- _Exercise details_
How many lines of the records below contain the string "young"? Case counts. Reply with the number only.

- _Task input_

===============

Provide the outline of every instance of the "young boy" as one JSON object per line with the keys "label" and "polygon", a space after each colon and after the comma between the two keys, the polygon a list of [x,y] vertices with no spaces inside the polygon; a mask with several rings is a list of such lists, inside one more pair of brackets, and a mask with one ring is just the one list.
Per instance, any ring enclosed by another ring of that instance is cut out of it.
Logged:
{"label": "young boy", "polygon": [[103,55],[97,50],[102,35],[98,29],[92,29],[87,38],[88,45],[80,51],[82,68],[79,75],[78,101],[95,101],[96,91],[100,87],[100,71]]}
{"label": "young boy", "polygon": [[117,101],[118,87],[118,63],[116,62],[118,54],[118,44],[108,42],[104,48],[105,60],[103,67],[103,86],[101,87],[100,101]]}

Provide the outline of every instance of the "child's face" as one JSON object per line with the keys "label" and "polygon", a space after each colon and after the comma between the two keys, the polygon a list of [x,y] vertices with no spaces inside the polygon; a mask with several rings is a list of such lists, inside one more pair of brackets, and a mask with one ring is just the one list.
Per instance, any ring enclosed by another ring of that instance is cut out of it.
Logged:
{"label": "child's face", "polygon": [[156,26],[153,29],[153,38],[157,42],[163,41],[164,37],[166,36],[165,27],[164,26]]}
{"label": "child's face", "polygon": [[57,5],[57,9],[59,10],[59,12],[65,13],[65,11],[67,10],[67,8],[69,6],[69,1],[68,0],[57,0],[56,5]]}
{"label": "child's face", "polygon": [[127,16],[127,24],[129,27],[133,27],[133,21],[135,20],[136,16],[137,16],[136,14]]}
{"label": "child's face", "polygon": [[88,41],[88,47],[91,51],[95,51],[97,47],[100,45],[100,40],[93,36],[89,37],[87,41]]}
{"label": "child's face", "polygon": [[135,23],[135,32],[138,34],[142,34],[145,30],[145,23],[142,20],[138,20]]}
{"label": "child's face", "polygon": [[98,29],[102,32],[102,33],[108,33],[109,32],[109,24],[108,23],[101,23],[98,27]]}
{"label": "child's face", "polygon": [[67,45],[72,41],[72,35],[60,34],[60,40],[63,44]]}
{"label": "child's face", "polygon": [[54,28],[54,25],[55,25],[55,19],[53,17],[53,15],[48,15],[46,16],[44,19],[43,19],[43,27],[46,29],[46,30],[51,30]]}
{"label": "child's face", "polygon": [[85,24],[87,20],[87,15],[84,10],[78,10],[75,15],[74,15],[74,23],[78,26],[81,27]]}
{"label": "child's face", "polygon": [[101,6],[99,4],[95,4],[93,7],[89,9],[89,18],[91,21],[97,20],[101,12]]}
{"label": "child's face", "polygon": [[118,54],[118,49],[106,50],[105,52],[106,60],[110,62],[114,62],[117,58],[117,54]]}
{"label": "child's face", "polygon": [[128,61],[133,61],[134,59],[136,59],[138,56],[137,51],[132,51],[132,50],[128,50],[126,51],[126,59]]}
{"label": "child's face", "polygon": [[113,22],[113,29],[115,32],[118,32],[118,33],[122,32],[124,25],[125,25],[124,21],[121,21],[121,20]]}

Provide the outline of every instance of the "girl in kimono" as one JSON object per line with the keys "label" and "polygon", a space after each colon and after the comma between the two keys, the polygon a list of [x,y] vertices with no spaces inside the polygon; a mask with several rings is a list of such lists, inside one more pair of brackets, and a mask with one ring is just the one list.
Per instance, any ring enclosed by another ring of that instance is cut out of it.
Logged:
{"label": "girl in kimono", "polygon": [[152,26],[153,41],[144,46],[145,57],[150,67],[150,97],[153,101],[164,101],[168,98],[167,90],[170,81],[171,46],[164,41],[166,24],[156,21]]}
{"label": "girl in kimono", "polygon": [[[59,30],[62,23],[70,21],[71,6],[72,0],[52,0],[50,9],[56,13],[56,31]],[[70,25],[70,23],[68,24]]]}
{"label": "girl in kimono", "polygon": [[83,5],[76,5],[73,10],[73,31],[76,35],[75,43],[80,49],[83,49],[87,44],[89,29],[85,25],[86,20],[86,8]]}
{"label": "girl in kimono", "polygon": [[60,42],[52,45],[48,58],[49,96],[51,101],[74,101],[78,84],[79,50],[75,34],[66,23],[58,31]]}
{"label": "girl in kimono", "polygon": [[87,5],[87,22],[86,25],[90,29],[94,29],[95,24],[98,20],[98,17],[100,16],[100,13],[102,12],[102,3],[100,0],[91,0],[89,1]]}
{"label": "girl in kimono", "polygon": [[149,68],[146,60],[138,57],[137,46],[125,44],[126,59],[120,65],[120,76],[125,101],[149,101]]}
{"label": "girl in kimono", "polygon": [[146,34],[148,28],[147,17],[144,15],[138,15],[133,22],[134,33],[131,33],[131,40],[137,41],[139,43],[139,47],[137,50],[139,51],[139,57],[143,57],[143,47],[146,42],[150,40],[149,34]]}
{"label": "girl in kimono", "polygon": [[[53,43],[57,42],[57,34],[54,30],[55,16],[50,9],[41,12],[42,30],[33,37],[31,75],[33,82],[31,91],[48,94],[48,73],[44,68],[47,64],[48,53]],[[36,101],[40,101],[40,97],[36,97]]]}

===============

- _Output of the exercise_
3